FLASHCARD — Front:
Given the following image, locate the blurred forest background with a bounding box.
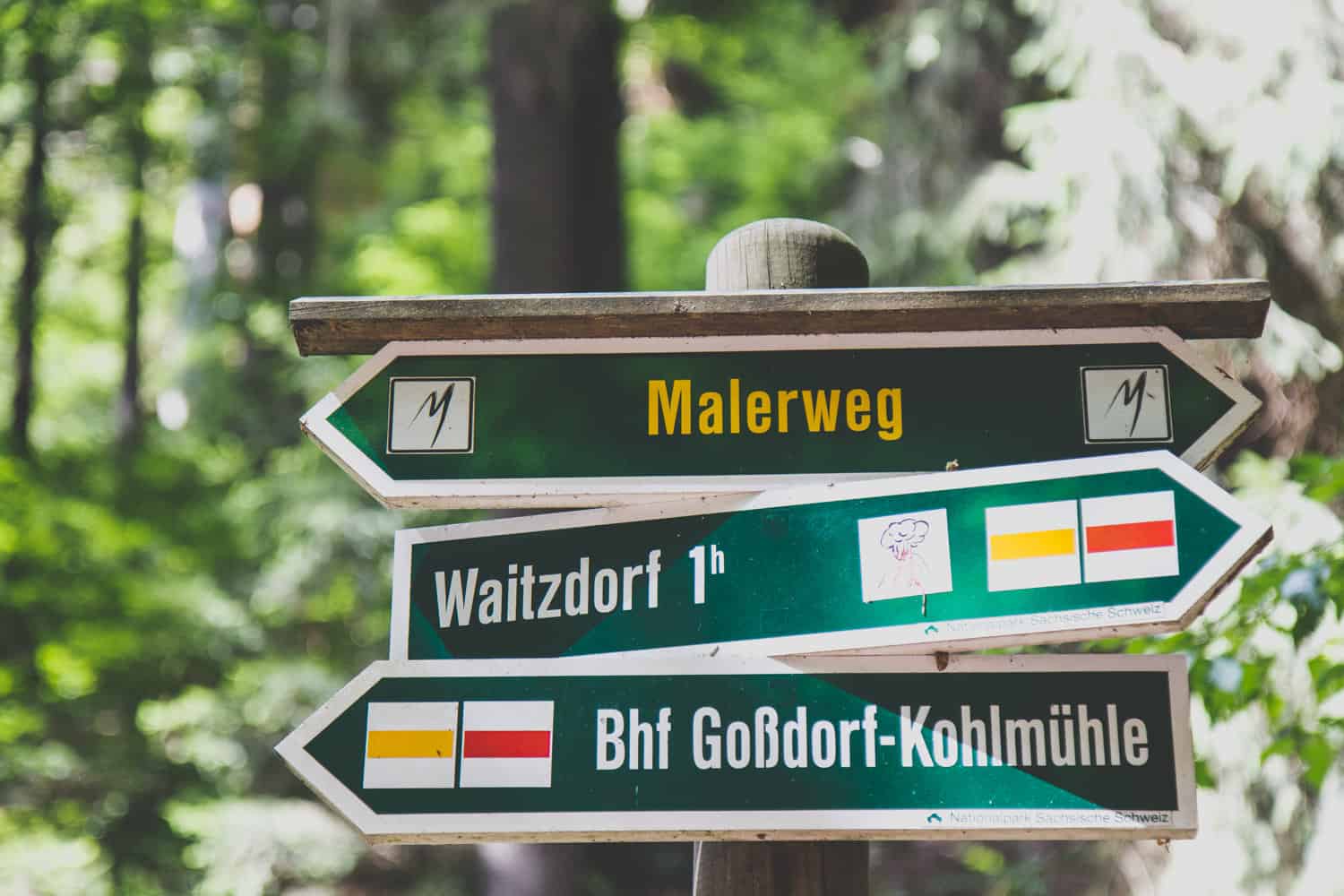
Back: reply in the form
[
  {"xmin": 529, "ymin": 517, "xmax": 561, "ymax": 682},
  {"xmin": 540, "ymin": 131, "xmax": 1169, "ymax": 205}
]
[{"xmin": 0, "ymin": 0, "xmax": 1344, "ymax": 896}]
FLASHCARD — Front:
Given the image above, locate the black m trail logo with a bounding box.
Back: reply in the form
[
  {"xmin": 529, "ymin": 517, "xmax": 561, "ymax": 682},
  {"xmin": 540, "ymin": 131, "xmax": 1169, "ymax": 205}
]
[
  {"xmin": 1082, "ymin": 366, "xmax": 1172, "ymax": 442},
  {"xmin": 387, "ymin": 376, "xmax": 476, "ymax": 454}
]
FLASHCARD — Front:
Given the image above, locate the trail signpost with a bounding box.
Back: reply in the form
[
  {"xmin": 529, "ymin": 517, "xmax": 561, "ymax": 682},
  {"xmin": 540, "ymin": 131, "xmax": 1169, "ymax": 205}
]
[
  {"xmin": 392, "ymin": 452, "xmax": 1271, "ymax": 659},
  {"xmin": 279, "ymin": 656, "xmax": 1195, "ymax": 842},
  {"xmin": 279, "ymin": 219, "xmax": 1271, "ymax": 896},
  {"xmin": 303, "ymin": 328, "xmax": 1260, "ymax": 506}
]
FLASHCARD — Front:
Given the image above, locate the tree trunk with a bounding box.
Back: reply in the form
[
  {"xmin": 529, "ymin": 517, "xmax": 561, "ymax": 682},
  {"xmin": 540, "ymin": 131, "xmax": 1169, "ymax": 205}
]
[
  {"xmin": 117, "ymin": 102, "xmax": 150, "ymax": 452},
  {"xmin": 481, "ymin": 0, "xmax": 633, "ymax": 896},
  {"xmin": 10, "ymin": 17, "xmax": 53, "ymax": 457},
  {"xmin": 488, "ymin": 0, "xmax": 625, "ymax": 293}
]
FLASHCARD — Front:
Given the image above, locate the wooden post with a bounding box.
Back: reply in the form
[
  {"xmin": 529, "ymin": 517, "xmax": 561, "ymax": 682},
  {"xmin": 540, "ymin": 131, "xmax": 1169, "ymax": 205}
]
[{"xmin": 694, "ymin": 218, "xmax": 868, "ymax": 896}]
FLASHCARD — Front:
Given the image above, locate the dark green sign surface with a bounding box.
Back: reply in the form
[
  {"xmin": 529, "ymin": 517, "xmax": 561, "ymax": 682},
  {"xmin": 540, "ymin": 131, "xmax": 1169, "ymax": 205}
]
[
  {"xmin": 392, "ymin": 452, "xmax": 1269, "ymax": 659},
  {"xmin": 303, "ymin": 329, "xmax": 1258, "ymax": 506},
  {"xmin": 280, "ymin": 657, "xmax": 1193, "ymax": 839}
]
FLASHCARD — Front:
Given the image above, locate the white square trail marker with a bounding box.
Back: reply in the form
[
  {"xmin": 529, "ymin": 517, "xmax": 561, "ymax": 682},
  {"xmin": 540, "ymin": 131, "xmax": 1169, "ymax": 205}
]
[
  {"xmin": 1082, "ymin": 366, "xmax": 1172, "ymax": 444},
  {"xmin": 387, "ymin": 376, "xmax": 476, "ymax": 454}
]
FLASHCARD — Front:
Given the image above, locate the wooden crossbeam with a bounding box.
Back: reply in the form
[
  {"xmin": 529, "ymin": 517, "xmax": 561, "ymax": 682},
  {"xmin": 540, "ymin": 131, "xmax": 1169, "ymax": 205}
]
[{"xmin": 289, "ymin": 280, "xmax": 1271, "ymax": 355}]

_Given exercise_
Locate every line in the items above that contains the string "with", treating uppercase and lowercase as distinct, and copy each such line in full.

_Task answer_
Given the following image, locate the blurred forest background with a bounding box.
Given the image above, locate the black m trail logo with a bounding box.
Given the image above, locate the trail signpost with a bounding box.
Given the image above, locate the tree trunk with a bounding box.
Given the image above, locate the wooden post with a bounding box.
Given the image above, locate the dark green sign surface with a bounding box.
Given the image above, locate the white square trail marker with a bounding box.
Given the image above, locate the wooden crossbeam with a bounding box.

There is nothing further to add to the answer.